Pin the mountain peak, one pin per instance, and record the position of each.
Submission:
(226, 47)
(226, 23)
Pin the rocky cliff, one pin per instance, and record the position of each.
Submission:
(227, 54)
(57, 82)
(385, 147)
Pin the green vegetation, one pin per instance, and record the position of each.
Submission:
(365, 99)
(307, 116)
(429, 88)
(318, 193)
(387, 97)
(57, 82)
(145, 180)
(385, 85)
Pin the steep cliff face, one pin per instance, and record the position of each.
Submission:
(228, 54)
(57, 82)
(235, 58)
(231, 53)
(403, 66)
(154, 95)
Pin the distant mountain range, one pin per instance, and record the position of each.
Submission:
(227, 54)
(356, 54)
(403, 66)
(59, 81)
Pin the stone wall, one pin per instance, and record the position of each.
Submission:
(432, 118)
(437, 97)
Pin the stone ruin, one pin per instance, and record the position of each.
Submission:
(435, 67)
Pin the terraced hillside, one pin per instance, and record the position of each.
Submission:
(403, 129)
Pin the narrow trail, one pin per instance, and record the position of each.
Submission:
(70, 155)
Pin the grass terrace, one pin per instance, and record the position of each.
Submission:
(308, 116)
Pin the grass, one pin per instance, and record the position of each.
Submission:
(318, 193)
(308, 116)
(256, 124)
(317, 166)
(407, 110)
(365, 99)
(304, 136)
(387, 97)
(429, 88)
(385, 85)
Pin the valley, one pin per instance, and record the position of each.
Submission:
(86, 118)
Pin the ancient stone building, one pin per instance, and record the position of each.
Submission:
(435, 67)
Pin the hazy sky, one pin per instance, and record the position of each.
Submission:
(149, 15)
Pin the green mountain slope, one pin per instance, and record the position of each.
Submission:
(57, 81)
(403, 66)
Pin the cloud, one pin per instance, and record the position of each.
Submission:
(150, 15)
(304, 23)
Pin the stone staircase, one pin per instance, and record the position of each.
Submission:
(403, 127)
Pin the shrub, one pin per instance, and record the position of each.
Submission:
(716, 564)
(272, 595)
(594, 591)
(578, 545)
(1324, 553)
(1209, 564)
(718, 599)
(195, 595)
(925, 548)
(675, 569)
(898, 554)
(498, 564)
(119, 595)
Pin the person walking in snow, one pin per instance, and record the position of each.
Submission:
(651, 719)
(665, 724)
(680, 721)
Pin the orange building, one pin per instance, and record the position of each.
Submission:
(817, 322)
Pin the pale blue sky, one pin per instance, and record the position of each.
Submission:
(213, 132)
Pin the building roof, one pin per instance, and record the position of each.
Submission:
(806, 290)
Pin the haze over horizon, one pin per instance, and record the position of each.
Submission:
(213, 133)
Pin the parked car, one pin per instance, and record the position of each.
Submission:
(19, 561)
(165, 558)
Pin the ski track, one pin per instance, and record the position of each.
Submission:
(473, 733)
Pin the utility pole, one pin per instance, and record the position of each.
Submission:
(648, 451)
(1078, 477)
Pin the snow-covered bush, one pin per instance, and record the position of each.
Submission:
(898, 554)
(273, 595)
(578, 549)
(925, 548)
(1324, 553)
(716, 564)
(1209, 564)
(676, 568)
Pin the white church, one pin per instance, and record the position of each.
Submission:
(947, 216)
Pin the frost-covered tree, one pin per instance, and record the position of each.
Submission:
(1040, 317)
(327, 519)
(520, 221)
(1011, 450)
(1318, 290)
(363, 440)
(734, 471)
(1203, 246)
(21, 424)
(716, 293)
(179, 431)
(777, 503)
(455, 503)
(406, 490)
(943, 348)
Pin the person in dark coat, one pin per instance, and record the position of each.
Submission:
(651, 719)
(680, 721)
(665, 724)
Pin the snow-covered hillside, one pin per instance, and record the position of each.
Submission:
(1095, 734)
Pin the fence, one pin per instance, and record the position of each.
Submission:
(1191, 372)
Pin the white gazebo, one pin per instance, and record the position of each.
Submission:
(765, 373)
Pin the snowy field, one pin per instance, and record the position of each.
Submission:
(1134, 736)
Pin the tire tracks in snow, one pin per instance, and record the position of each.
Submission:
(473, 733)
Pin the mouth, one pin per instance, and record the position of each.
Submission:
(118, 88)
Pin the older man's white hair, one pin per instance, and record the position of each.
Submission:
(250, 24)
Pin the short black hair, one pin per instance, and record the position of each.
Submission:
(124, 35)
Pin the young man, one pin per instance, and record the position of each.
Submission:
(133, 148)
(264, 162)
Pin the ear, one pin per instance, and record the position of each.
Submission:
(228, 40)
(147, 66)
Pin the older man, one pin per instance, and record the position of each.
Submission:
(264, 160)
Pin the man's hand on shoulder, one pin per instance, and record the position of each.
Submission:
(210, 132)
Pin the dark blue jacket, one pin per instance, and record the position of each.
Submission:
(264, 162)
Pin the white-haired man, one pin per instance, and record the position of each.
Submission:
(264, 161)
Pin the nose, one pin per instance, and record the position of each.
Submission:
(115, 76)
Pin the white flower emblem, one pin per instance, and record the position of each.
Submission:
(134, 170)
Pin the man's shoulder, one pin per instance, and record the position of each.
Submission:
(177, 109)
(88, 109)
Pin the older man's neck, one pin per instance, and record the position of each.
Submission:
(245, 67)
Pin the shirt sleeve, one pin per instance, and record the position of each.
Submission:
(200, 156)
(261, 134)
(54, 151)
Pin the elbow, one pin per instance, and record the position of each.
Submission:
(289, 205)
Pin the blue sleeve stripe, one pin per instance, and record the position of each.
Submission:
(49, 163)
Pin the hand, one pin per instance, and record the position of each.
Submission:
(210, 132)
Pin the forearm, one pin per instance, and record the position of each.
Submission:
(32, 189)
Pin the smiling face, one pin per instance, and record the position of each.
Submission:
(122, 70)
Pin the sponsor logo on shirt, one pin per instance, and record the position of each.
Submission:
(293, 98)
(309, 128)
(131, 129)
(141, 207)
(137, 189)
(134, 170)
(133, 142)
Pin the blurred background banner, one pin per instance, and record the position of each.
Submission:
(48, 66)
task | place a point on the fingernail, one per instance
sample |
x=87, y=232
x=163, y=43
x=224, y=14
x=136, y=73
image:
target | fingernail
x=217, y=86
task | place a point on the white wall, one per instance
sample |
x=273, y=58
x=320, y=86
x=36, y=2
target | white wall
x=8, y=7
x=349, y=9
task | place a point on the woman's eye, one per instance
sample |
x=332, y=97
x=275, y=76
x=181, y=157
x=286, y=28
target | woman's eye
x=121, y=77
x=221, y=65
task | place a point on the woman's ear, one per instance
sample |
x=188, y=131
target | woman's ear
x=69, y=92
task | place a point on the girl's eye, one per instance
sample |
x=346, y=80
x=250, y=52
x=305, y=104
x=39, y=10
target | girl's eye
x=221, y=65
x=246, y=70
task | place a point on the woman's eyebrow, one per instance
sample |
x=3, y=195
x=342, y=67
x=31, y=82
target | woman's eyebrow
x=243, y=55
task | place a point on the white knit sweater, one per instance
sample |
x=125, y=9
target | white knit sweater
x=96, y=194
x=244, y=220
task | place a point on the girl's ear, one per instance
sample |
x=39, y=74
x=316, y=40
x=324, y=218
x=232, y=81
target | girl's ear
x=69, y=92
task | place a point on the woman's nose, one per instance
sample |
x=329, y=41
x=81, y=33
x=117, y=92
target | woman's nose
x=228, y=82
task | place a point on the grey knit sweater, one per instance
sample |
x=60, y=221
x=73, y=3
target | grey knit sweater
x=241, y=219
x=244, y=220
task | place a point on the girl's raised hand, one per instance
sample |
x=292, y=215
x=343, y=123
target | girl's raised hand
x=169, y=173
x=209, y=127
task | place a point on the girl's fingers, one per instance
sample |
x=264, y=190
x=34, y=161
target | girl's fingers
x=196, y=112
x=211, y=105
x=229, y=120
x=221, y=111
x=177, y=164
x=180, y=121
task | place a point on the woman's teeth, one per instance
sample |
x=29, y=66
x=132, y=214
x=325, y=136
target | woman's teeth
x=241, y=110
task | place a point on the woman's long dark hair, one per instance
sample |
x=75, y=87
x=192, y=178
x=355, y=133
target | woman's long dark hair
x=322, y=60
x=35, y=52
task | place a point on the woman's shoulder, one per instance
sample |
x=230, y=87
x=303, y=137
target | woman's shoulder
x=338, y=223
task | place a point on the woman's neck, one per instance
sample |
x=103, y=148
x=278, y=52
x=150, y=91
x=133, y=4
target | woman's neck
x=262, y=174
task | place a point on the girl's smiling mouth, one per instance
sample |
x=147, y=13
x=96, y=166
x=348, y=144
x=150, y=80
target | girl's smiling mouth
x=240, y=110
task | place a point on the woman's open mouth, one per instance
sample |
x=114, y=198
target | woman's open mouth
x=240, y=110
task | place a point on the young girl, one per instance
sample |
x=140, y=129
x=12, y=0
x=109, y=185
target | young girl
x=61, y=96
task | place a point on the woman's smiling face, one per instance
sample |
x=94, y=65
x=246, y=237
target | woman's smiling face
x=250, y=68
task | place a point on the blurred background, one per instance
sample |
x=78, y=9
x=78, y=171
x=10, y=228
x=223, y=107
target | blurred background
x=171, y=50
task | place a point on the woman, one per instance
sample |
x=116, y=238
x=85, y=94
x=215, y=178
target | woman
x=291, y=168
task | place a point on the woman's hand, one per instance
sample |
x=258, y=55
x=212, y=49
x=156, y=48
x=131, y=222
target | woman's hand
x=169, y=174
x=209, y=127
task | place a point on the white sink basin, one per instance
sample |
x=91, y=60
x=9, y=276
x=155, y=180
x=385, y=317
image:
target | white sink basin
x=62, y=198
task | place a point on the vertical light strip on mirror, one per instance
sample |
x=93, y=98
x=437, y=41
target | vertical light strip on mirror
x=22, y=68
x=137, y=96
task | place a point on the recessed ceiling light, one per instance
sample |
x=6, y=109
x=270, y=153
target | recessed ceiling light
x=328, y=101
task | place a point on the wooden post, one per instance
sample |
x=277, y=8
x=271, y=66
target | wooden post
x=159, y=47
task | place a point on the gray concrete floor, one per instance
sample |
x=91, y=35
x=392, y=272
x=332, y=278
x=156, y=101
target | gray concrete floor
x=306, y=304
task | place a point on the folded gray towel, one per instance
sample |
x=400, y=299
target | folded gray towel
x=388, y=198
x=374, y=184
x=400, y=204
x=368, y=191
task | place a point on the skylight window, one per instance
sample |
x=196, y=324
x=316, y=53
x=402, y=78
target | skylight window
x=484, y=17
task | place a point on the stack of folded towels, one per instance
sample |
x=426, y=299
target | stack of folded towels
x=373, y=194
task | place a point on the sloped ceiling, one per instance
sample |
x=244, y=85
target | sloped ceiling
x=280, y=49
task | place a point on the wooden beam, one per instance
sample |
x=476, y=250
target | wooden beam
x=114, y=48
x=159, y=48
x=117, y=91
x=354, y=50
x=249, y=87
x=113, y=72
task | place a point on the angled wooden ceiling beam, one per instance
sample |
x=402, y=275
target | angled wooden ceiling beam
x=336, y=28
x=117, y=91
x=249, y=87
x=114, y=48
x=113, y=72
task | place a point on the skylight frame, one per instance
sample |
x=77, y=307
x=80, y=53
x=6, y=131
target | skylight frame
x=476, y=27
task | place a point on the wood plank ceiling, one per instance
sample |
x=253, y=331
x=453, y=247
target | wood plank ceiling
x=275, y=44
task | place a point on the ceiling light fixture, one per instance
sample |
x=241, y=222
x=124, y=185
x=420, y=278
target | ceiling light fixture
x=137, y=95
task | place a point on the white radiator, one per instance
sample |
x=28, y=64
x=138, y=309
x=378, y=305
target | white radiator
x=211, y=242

> Probleembeschrijving:
Herschaal alles van de regel met "Pin the sponsor" tot en met de regel met "x=228, y=82", en geef uitsluitend deze regels opnieuw weer, de verzoeken inbegrepen. Vermenigvuldig daarbij elke coördinaat in de antwoorden met 0,6 en rond af op gehele getallen, halven naar boven, terwijl de getallen in de verzoeken en hun voorbeeldwaarden ongewijzigd blijven.

> Juiste uitvoer:
Pin the sponsor logo on shirt, one pin per instance, and record the position of each.
Submission:
(176, 59)
(185, 77)
(79, 77)
(85, 124)
(82, 113)
(80, 102)
(80, 85)
Pin the blurred background banner, one pin per instance, and record the position of each.
Submission:
(29, 40)
task | place a point on the fingernail, one per instance
sample |
x=87, y=232
x=163, y=43
x=224, y=14
x=136, y=73
image:
target | fingernail
x=130, y=52
task | place a point on the white wall, one per instance
sample |
x=273, y=58
x=320, y=86
x=36, y=2
target | white wall
x=5, y=4
x=209, y=5
task | place a point on the woman's eye, one per instance
sample |
x=332, y=97
x=275, y=76
x=181, y=157
x=286, y=28
target | woman's eye
x=73, y=46
x=133, y=39
task | place a point on the woman's ear, one per instance
sample |
x=188, y=131
target | woman's ear
x=41, y=55
task | place a point on the girl's eye, one per instance
sample |
x=346, y=80
x=250, y=52
x=305, y=104
x=39, y=10
target | girl's eye
x=133, y=39
x=148, y=42
task | place a point on the woman's eyebrow, one per instance
sample |
x=3, y=195
x=342, y=67
x=31, y=82
target | woman's eyebrow
x=146, y=33
task | place a point on the white knit sweater, one per instance
sample |
x=125, y=9
target | white knit sweater
x=58, y=116
x=146, y=132
task | place a point on the girl's ear, one per instance
sample |
x=39, y=74
x=316, y=40
x=324, y=218
x=232, y=81
target | girl's ear
x=41, y=55
task | place a point on the woman's nose, one per instance
sample |
x=329, y=41
x=81, y=33
x=117, y=92
target | woman's nose
x=137, y=49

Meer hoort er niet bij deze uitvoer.